::: INFORMATION SHOWN :::

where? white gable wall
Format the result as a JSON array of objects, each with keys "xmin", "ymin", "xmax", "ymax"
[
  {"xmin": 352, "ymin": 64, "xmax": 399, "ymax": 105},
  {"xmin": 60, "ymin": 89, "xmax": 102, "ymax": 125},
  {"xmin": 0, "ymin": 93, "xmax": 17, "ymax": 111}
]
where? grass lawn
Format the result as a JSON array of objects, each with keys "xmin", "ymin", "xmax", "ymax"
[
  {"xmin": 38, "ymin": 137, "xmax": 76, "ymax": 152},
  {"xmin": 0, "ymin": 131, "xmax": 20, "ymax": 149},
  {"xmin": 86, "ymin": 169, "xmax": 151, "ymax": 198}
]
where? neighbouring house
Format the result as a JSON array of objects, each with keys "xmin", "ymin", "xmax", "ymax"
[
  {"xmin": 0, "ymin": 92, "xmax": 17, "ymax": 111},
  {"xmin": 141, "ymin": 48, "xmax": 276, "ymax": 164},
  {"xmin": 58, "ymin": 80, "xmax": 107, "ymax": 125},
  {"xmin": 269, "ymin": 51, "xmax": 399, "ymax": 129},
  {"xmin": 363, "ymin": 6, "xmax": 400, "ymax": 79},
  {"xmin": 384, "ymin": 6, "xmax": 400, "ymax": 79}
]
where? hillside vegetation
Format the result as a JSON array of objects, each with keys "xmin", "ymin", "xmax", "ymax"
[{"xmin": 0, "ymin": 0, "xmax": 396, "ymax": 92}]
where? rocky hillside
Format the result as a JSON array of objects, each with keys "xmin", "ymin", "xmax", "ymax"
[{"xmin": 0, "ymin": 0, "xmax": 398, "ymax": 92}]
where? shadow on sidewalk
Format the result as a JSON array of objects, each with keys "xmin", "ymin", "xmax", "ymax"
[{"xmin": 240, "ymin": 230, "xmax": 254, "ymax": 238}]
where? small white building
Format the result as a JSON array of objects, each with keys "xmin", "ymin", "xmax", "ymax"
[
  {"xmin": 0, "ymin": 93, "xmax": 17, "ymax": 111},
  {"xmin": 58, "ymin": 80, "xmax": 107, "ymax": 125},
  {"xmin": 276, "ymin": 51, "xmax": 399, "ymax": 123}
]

:::

TASK INSTRUCTIONS
Extract each line of the material above that contains the word "hillside".

OUTPUT OF THE EXERCISE
where? hillside vegetation
where? rocky hillside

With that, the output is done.